**Instructions for the task:** Write out the following records line for line without changing anything, leaving out the pictures.

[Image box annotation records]
******************************
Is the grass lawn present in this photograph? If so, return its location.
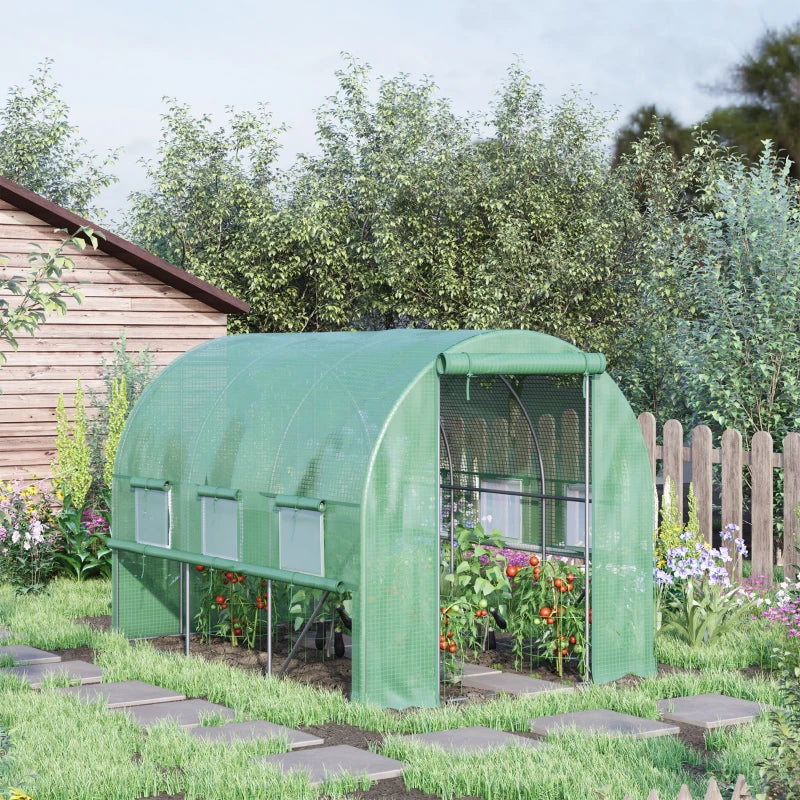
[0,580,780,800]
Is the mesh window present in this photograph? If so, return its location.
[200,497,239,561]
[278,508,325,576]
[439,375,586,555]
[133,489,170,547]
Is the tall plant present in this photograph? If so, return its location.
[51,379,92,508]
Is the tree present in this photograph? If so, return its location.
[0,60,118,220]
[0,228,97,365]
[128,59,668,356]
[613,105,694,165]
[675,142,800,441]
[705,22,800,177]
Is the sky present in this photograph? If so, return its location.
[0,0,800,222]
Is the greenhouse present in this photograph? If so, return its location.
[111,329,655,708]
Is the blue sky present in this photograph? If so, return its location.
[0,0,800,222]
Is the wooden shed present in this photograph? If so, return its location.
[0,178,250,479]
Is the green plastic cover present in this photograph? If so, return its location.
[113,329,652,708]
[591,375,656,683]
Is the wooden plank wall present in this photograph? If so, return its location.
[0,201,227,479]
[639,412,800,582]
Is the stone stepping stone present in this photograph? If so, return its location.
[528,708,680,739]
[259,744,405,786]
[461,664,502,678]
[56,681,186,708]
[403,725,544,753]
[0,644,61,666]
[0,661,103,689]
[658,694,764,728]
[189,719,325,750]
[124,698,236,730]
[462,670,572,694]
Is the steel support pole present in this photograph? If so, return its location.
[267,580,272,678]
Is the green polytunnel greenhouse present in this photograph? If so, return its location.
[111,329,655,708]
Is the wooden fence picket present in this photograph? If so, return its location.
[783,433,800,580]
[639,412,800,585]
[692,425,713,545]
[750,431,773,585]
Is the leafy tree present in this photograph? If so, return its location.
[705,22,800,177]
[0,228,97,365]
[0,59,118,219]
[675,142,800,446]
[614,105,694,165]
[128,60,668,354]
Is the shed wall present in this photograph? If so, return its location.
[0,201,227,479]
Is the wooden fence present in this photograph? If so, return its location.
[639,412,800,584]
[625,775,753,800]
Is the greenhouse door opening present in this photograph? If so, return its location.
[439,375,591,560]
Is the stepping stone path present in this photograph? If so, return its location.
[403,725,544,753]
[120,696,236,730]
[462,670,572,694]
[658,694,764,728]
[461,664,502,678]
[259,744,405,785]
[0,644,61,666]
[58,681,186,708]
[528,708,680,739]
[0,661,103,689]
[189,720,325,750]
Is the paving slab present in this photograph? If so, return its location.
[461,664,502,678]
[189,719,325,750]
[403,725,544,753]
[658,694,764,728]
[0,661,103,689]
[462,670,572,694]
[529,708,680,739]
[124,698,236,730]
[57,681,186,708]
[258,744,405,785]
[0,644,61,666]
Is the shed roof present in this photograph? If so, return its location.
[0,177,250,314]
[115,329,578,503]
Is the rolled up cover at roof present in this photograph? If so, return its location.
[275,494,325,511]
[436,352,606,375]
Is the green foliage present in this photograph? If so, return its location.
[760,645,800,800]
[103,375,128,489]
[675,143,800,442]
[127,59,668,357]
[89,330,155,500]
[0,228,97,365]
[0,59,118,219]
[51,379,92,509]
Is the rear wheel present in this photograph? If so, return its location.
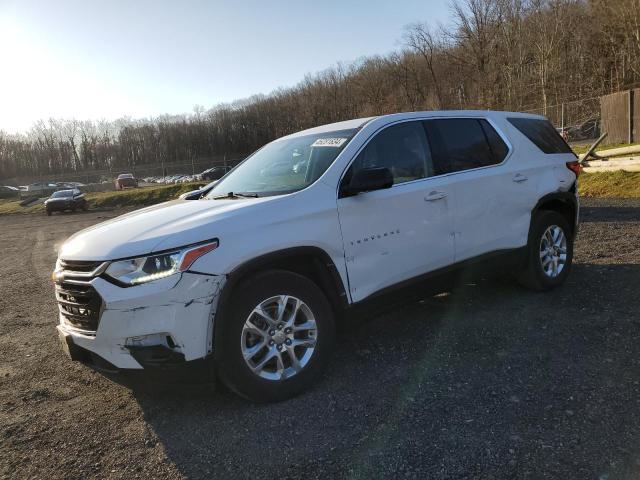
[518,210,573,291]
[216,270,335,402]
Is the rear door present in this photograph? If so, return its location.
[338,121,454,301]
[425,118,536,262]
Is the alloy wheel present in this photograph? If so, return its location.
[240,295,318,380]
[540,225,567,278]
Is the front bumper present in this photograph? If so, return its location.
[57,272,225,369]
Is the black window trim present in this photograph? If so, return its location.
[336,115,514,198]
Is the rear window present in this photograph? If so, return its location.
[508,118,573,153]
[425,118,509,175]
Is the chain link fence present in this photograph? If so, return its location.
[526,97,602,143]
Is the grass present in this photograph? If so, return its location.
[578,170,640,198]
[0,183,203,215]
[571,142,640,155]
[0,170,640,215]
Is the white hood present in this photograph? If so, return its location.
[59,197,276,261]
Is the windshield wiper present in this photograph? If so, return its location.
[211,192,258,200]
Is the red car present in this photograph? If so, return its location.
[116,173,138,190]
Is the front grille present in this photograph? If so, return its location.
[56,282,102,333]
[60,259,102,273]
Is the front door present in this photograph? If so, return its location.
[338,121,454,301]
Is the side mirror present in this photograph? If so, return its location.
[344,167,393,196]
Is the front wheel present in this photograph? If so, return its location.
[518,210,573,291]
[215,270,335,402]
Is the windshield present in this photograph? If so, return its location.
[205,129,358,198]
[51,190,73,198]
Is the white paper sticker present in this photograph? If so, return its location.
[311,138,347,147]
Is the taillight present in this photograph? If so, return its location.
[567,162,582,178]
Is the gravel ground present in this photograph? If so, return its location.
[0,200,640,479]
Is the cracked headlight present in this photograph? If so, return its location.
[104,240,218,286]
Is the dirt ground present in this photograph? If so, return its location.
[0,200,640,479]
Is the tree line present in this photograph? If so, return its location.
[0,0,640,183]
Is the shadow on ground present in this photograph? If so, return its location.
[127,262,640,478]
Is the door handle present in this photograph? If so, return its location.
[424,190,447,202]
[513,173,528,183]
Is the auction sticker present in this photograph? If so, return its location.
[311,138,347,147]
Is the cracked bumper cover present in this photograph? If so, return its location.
******************************
**Response to the task:**
Is the grass lawn present in this photograph? If so, return its location.
[0,580,780,800]
Is the mesh window present in this photograph? If so, return its location.
[200,497,239,561]
[278,508,325,576]
[439,375,586,555]
[133,489,170,547]
Is the tall plant present in this photograph? If so, return its location.
[51,379,92,508]
Is the tree present in this photograph? If so, return its location.
[0,60,118,220]
[0,228,97,365]
[128,59,668,356]
[613,105,694,165]
[675,142,800,441]
[705,22,800,177]
Is the sky present in this photograph? If so, return its location.
[0,0,800,222]
Is the greenhouse present in this photograph? If so, return its location.
[111,329,655,708]
Is the blue sky present in this photograph? If so, return its location.
[0,0,800,222]
Is the wooden shed present in this photograph? If so, return its location.
[0,178,250,479]
Is the green plastic cover present in this photograph? If so, return its location.
[113,329,652,708]
[591,375,656,683]
Is the wooden plank wall present in this photograph? If so, return its location.
[0,201,227,479]
[639,412,800,582]
Is the stone stepping stone present in this photograph? If so, return its location.
[528,708,680,739]
[259,744,405,786]
[461,664,502,678]
[56,681,186,708]
[403,725,544,753]
[0,644,61,666]
[0,661,103,689]
[658,694,764,728]
[189,719,325,750]
[124,698,236,730]
[462,670,572,694]
Is the steel support pole present in this photograph? If so, return its location.
[267,580,272,678]
Is the green polytunnel greenhouse present in this photograph? If so, return its location.
[111,329,655,708]
Is the wooden fence picket present in this photograph? If so, return its location.
[783,433,800,580]
[639,412,800,585]
[692,425,713,545]
[750,431,773,585]
Is the leafy tree present in this photograph? If so, return its location.
[705,22,800,177]
[0,228,97,365]
[0,59,118,219]
[675,142,800,446]
[614,105,694,165]
[128,60,668,354]
Is the shed wall present in this photograph? If so, return its location.
[0,201,227,479]
Is the wooden fence present in this photograph? If so, return its location.
[639,412,800,584]
[625,775,753,800]
Is the greenhouse door opening present in this photograph? If so, return its location.
[439,375,591,560]
Is the stepping stone path present in this photograph? If so, return its location.
[403,725,544,753]
[120,696,236,730]
[462,670,572,694]
[658,694,764,728]
[461,664,502,678]
[259,744,405,785]
[0,644,61,666]
[58,681,186,708]
[528,708,680,739]
[0,661,103,689]
[189,720,325,750]
Is the paving slab present in this photograph? If so, return its location.
[461,664,502,678]
[189,719,325,750]
[403,725,544,753]
[658,694,764,728]
[0,661,103,689]
[462,670,572,694]
[529,708,680,739]
[124,698,236,730]
[57,681,186,708]
[258,744,405,785]
[0,644,61,666]
Is the shed roof present in this photograph? If so, return its location.
[0,177,250,314]
[115,329,578,503]
Is the rolled up cover at roof present in this photograph? If so, return its location.
[275,494,325,511]
[436,352,606,375]
Is the green foliage present in this photograph? If so, return its location.
[760,645,800,800]
[103,375,128,489]
[675,143,800,442]
[127,59,668,357]
[89,330,155,500]
[0,228,97,365]
[0,59,118,219]
[51,379,92,509]
Is the rear wheel present in this photograph? If so, return its location.
[518,210,573,291]
[216,270,335,402]
Is the rear door present in this photograph? If so, return its location.
[338,121,454,301]
[425,118,536,262]
Is the alloy wheel present in this photograph? If so, return its location.
[240,295,318,380]
[540,225,567,278]
Is the front bumper present in this photograph? If so, return its location.
[57,272,225,369]
Is the black window trim present in this photograph? If so, return its location.
[336,115,514,198]
Is the rear window present in this photograph? If so, return its location.
[508,118,573,153]
[425,118,509,175]
Is the chain link fence present in this photograph? If so, return its location.
[526,97,602,143]
Is the grass present in this photograph? If so, return its location.
[578,170,640,198]
[0,183,203,215]
[571,142,640,155]
[0,170,640,215]
Is the white hood present in this photograph? If so, return its location.
[59,197,276,261]
Is the windshield wiper present in this photograph? If so, return its location.
[211,192,258,200]
Is the red car present in this photograph? If so, return its location.
[116,173,138,190]
Is the front grille present in this photograph? If so, return its location.
[56,282,102,333]
[60,259,102,273]
Is the front door present in this photograph? If so, return its location.
[338,121,454,301]
Is the side mirror present in this photograph? If so, return its location.
[344,167,393,196]
Is the front wheel present in this photograph? If so, return its location.
[518,210,573,291]
[215,270,335,402]
Is the windshield present in this photograph? If so, return its location.
[205,129,358,198]
[51,190,73,198]
Is the white paper sticker present in this photograph? If so, return its location.
[311,138,347,147]
Is the taillight present in this photograph? If so, return its location.
[567,162,582,178]
Is the gravel ground present in this photograph? If so, return its location.
[0,200,640,479]
Is the cracked headlight present in this photograph? If so, return its location.
[104,240,218,286]
Is the dirt ground present in this photograph? If so, return its location.
[0,200,640,479]
Is the tree line present in this photograph? If so, return its location.
[0,0,640,183]
Is the shadow on ground present in this photograph? If so, return its location.
[127,262,640,478]
Is the door handle present in this photograph? If so, return its location.
[424,190,447,202]
[513,173,528,183]
Is the auction sticker present in this photograph? If so, return its location.
[311,138,347,147]
Is the cracked bumper cover present in this photograph? If so, return its location.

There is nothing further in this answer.